::: PROVIDED RECORDS

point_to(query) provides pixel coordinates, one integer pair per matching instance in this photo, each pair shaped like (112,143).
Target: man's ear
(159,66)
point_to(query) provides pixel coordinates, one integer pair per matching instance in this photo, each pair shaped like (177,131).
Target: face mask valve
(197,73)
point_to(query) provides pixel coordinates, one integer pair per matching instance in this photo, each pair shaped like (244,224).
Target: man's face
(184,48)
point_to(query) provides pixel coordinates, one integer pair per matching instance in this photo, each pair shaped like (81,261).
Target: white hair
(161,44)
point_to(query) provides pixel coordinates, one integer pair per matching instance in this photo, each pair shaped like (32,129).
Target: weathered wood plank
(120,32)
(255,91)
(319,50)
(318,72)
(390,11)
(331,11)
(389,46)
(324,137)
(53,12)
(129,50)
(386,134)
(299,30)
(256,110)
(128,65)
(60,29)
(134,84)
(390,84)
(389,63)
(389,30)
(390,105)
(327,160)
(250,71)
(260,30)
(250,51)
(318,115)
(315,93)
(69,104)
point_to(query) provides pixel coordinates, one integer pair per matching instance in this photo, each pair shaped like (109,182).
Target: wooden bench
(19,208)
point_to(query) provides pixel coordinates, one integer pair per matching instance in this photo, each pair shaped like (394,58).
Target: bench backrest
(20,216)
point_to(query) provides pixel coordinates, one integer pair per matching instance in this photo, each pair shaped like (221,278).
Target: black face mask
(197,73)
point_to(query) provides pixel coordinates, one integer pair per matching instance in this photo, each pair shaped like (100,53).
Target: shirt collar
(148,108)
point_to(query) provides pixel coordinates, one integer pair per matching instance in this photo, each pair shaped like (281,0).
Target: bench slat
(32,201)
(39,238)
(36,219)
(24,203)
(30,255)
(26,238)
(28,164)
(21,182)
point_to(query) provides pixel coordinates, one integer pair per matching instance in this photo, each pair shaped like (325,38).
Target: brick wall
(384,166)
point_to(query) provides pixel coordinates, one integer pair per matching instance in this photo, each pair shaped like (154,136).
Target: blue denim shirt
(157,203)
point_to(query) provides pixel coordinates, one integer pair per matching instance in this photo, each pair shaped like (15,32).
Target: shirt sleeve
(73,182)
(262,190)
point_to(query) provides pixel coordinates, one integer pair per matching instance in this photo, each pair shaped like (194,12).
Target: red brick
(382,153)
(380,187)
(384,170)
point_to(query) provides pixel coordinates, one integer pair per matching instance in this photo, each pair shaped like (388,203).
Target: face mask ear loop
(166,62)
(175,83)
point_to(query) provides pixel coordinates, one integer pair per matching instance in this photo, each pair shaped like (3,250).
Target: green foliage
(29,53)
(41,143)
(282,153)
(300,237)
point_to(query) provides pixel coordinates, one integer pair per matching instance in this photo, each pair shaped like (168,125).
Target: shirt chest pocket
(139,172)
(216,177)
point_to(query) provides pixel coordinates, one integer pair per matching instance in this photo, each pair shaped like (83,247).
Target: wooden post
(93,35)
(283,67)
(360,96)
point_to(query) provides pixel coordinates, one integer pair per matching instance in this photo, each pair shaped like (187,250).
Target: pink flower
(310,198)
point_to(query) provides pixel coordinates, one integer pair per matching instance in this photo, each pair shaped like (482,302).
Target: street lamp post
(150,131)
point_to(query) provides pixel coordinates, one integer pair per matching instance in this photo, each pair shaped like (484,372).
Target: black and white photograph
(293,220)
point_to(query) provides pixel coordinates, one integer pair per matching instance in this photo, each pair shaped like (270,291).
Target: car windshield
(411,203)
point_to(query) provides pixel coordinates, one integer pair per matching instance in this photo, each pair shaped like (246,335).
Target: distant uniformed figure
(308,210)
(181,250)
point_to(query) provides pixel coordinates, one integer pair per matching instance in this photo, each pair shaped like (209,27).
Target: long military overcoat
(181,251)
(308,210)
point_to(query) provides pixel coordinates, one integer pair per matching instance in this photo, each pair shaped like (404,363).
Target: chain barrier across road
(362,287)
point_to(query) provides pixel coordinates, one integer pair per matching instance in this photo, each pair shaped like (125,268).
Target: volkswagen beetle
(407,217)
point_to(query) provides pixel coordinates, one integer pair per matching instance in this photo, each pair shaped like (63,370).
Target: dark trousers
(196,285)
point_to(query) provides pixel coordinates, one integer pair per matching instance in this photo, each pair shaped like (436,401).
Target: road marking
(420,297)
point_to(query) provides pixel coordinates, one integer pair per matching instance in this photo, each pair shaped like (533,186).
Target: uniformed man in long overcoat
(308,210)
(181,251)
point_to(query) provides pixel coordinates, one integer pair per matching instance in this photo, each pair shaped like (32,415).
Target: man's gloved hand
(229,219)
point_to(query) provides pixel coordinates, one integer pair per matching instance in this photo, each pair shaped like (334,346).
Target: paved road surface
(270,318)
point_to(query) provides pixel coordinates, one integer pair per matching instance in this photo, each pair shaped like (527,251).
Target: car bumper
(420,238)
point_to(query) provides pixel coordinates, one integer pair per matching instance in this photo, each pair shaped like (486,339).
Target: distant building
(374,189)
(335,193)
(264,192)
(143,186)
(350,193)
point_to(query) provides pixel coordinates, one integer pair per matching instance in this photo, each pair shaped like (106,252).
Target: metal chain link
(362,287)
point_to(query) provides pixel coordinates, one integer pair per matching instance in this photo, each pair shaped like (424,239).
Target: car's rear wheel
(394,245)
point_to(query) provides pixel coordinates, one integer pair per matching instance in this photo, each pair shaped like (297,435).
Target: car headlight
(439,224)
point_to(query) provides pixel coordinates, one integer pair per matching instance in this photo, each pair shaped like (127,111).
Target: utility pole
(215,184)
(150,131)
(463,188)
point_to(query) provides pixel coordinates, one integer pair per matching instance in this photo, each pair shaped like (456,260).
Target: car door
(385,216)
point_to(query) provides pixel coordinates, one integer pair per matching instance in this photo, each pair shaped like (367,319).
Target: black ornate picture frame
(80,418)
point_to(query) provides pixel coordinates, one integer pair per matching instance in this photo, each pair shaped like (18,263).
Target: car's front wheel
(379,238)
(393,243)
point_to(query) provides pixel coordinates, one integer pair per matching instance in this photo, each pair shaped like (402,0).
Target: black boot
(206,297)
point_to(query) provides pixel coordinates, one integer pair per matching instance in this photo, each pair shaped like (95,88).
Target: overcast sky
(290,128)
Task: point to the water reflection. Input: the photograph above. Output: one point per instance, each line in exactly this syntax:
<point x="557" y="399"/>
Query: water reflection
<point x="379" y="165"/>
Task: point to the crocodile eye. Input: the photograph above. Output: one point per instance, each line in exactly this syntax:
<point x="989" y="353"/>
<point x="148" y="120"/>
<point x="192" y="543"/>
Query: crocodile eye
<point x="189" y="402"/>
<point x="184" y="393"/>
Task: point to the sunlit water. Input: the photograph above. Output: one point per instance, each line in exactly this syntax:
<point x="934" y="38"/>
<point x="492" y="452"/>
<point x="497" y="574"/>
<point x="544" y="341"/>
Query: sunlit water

::::::

BRIEF: Your answer must be the full set of records above, reproduced exactly.

ANSWER FOR THIS EXERCISE:
point_to(query) provides pixel coordinates, one integer pair per matching instance in this photo, each pair shaped like (112,143).
Target: man's ear
(159,66)
point_to(query) provides pixel coordinates, one integer pair per matching instance in this photo, each pair shaped like (177,131).
Target: face mask valve
(197,73)
point_to(query) provides pixel coordinates, one integer pair per matching instance in this photo, each pair shaped like (244,224).
Target: man's face
(184,48)
point_to(query) provides pixel coordinates, one integer pair per matching instance in this photo, each pair shaped like (81,261).
Target: white hair
(161,44)
point_to(query) provides pixel coordinates, one integer pair per matching instance in this photo, each pair shaped like (32,129).
Target: weathered wood plank
(120,32)
(255,91)
(319,50)
(318,72)
(390,11)
(331,11)
(389,46)
(324,137)
(53,12)
(129,50)
(386,134)
(299,30)
(256,110)
(128,65)
(60,29)
(134,84)
(390,84)
(389,63)
(389,30)
(390,105)
(327,160)
(250,71)
(260,30)
(250,51)
(318,115)
(315,93)
(69,104)
point_to(query) provides pixel coordinates, one integer pair per matching instance in this photo, each pair shaped like (109,182).
Target: wooden bench
(19,208)
point_to(query) provides pixel coordinates, one integer pair per matching instance in this photo, each pair shaped like (394,58).
Target: bench backrest
(20,216)
point_to(query) provides pixel coordinates, one integer pair per matching instance in this photo, each pair shaped like (221,278).
Target: black face mask
(197,73)
point_to(query) provides pixel coordinates, one integer pair per matching instance in this photo, each pair shaped like (100,53).
Target: shirt collar
(148,108)
point_to(query) provides pixel coordinates, one integer pair per matching instance in this photo, each pair shaped like (281,0).
Target: bench slat
(32,201)
(39,238)
(36,219)
(24,203)
(30,255)
(26,238)
(28,164)
(21,182)
point_to(query) provides pixel coordinates, one integer pair per matching instance in this photo, each pair shaped like (325,38).
Target: brick wall
(384,166)
point_to(query) provides pixel coordinates, one integer pair per matching instance in this photo, each pair shaped like (154,136).
Target: blue denim shirt
(157,203)
point_to(query) provides pixel coordinates, one integer pair per matching instance in this photo, each pair shaped like (15,32).
Target: shirt sleeve
(73,182)
(262,190)
point_to(query) provides pixel coordinates, one integer pair per matching instance in this photo, each pair shaped like (194,12).
Target: red brick
(382,153)
(380,187)
(384,170)
point_to(query) provides pixel coordinates, one integer pair per matching instance in this photo, each pair shaped like (388,203).
Target: face mask ear loop
(166,62)
(175,83)
point_to(query) provides pixel coordinates, one integer pair per matching instance in this photo, each pair shaped like (3,250).
Target: green foliage
(29,53)
(41,143)
(282,153)
(300,237)
point_to(query) provides pixel coordinates, one integer pair per matching instance in this photo, each pair shaped like (168,125).
Target: shirt chest pocket
(139,172)
(216,177)
point_to(query) provides pixel coordinates, one integer pair per matching instance in this photo, each pair shaped like (83,247).
Target: wooden post
(93,35)
(283,67)
(360,96)
point_to(query) provides pixel coordinates, one integer pair per matching instance in this photo, each pair shaped like (187,250).
Target: pink flower
(310,198)
point_to(query) provides pixel coordinates, one integer pair per matching instance in this photo, each pair shaped like (482,302).
Target: street lamp post
(150,131)
point_to(query) provides pixel coordinates, one integer pair per matching instance in this photo, each pair shaped like (484,372).
Target: black and white photograph
(293,220)
point_to(query) provides pixel coordinates, one integer pair per matching instance in this photo, each pair shaped like (270,291).
Target: car windshield
(411,203)
point_to(query) provides pixel coordinates, one integer pair per matching instance in this photo, each pair shaped like (246,335).
Target: distant uniformed figure
(308,210)
(181,250)
point_to(query) provides pixel coordinates, one integer pair per matching instance in this photo, each pair shaped like (209,27).
Target: long military overcoat
(181,251)
(308,210)
point_to(query) provides pixel coordinates, one integer pair per matching instance in this photo, each pair shaped like (404,363).
Target: chain barrier across road
(362,287)
point_to(query) provides pixel coordinates, one integer pair per matching instance in this photo, each pair shaped like (125,268).
Target: volkswagen beetle
(407,217)
point_to(query) provides pixel coordinates, one integer pair per matching instance in this photo, each pair shaped like (63,370).
Target: dark trousers
(196,285)
point_to(query) provides pixel coordinates, one integer pair per matching instance in this photo, each pair shaped like (436,401).
Target: road marking
(420,297)
point_to(query) provides pixel coordinates, one integer pair per matching instance in this photo, each pair shaped like (533,186).
Target: uniformed man in long overcoat
(308,210)
(181,251)
point_to(query) provides pixel coordinates, one integer pair per matching instance in this photo, each pair shaped like (32,415).
Target: man's gloved hand
(229,219)
point_to(query) provides pixel coordinates, one integer pair per matching instance in this photo, each pair shaped like (334,346).
Target: paved road surface
(270,318)
point_to(query) provides pixel coordinates, one integer pair per matching instance in this photo, each pair shaped like (527,251).
Target: car bumper
(420,238)
point_to(query) provides pixel coordinates, one integer pair per matching instance in this photo, each pair shaped like (486,339).
Target: distant building
(374,189)
(335,193)
(264,192)
(143,186)
(350,193)
point_to(query) provides pixel coordinates, one integer pair per matching instance in this photo, each pair shaped like (106,252).
Target: metal chain link
(362,287)
point_to(query) provides pixel coordinates, one integer pair per matching instance in this photo, each pair shaped like (424,239).
Target: car's rear wheel
(394,245)
point_to(query) provides pixel coordinates, one integer pair per matching instance in this photo, each pair shaped like (297,435).
Target: car headlight
(439,224)
point_to(query) provides pixel coordinates, one integer pair per matching instance in this photo, each pair shaped like (127,111).
Target: utility pole
(215,184)
(150,131)
(463,188)
point_to(query) provides pixel coordinates, one integer pair per matching instance in this photo, each pair shaped like (456,260).
Target: car door
(385,216)
point_to(query) provides pixel coordinates, one integer pair per matching instance in this photo, each pair shaped like (367,319).
Target: black ornate picture frame
(80,418)
point_to(query) provides pixel coordinates, one integer pair per matching instance in this photo, each pair shaped like (18,263).
Target: car's front wheel
(379,238)
(393,243)
point_to(query) provides pixel coordinates, one integer pair per matching instance in this photo, each pair shaped like (402,0).
Target: black boot
(206,297)
point_to(query) provides pixel coordinates, one integer pair per matching instance in this photo, each pair shaped like (95,88).
Target: overcast sky
(290,128)
Task: point to the water reflection. Input: the photograph above. Output: one point per instance, each line in exactly this syntax:
<point x="557" y="399"/>
Query: water reflection
<point x="379" y="165"/>
Task: point to the crocodile eye. Input: the photograph above. Output: one point per instance, each line in exactly this syntax:
<point x="989" y="353"/>
<point x="148" y="120"/>
<point x="192" y="543"/>
Query: crocodile eye
<point x="189" y="402"/>
<point x="184" y="393"/>
Task: point to the sunlit water. Input: the photograph above. Output: one point per instance, each line in exactly this syntax:
<point x="934" y="38"/>
<point x="492" y="452"/>
<point x="497" y="574"/>
<point x="544" y="341"/>
Query: sunlit water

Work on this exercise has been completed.